> _Problem requirements_:
Copy each record below exactly, please, and leave its pictures out.

┌────────

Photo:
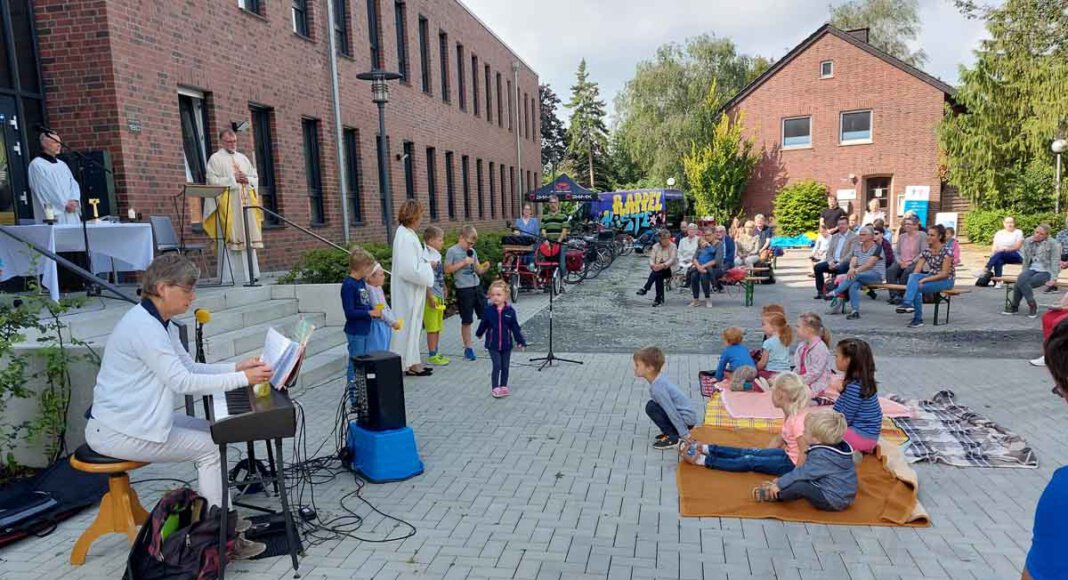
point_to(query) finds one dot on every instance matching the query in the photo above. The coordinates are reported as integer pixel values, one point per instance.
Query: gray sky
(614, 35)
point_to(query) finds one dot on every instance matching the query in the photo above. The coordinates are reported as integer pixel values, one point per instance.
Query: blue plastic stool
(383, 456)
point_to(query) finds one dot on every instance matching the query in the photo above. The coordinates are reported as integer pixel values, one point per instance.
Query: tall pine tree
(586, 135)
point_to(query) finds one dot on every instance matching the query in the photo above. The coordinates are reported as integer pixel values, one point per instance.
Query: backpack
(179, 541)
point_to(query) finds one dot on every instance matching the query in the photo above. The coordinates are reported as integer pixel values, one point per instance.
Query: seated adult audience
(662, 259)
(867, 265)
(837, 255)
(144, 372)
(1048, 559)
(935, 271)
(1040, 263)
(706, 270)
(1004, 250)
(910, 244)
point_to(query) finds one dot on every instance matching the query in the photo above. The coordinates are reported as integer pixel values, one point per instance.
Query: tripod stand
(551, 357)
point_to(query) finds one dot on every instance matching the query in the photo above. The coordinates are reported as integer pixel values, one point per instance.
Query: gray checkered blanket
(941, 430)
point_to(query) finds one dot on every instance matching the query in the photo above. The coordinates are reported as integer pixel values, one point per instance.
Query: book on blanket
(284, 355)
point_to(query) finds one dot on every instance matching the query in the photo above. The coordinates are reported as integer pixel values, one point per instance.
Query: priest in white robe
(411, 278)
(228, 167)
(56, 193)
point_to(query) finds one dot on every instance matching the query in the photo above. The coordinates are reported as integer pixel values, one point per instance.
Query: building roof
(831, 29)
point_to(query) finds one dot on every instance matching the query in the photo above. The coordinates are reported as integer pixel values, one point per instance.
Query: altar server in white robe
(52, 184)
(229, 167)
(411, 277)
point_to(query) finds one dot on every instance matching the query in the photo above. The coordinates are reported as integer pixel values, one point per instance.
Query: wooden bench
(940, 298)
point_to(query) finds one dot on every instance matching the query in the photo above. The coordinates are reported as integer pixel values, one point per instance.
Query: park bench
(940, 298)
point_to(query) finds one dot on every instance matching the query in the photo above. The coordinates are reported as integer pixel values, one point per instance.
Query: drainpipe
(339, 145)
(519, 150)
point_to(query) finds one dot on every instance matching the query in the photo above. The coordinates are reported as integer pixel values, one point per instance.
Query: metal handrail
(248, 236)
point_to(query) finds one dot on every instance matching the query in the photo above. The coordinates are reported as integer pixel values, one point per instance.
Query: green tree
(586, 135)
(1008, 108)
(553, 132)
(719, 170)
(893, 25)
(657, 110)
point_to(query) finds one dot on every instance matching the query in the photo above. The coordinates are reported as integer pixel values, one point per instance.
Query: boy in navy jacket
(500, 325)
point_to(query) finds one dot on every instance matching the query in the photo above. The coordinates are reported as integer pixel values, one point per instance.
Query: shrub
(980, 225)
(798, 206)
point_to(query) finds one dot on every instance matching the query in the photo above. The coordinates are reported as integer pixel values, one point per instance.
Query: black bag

└────────

> _Exercise response_:
Photo:
point_to(query) finds one dot on every instance matching the query in the photo above. The coordinates are reported as integer pixel values, one point per instance.
Query: gray sky
(614, 35)
point_to(query) finds one dot on every instance matching the query in the photo above. The coordinates are reported as integer pixel values, one point per instance.
Query: blue plastic stool
(383, 456)
point_to(query) finds one dot on every instance matching the query in the photo above. The coordinates are reported as integer pixel values, one point per instance.
Query: tall pine tree
(586, 135)
point_to(query) finds one dot on every instance matching the query in the photo above. The coordinates are reported as integer pixel values, one point per instance.
Query: backpack
(179, 541)
point_to(query) finds one dot on every instance matching the query in the photo above. The coordinates are reported as integer pixel values, one point per instance.
Query: seated adult audience
(662, 259)
(867, 265)
(837, 255)
(144, 372)
(1048, 559)
(935, 271)
(1040, 263)
(706, 270)
(1004, 250)
(910, 244)
point_to(query) finds one dot on every instance matching the query in the photo above. The coordinates are reported as integer pixel values, one point per instance.
Query: tripod stand
(551, 357)
point_to(query) finds one dot on every instance matching the query in the photo above. The coordinates are reported as integer pixel values, one point per instance.
Query: gray checkered blanket
(941, 430)
point_to(query) finds one dot on every instance matching the query in the photo above. The coordinates are reported as integer pixel values, one point per instance.
Query: book on blanket
(284, 355)
point_to(query) finds one dot on every instance matching the query in the photo above. The coordinates are reported as integer pixel values, one point per instance.
Query: priest in white robe
(411, 278)
(228, 167)
(56, 193)
point_to(query) finds one dot on every instance matching the query in the photo above. The coordinates are reported as integer pixel values, one point per instance.
Query: building roof
(831, 29)
point_to(query) finds one dot on every instance matching the query in the photo above. The coordinates are reported as integer pixel values, one point per instance.
Query: altar server in white robe
(52, 184)
(229, 167)
(411, 277)
point_to(query) finds one dot on every instance matching the query in the photo above. The coordinates are reported as integer pixel values, one point per instance.
Query: wooden bench
(940, 298)
point_to(query) finds one dot on every instance matching the query in the photo above. The coordinates are reported as integer pixel values, one point per instance.
Query: park bench
(940, 298)
point_to(query) finds one dot on every instance matching the query in the photo above. The coordinates are reported as integer pixel values, one point per instance.
Query: drainpipe
(339, 145)
(519, 150)
point_to(query) finds one dot on every instance matching the query in the photo above. The coordinates are reported as integer pixel values, one point per instance.
Query: metal handrail
(248, 236)
point_to(query) finds one dot on every instance matching the query in the photo above. The coordinates are reported as integer pixel values, one point per instance.
Query: green tree
(586, 135)
(1008, 108)
(553, 132)
(719, 170)
(893, 25)
(657, 110)
point_to(query) finds one dot on every instance matching the query in the photo above. The coordinates are reported as integer pixel values, one point per instance.
Query: boy in navy jacket
(500, 325)
point_to(query) finds one dot on every instance matching the query in the photo above. The coordinates are reported as integer pixel values, one point per instance.
Query: shrub
(980, 225)
(798, 206)
point_to(query) finds one dot on every instance matching the query in the photo above. The coordinates are reported as integer pixel values, one point per instance.
Query: black bag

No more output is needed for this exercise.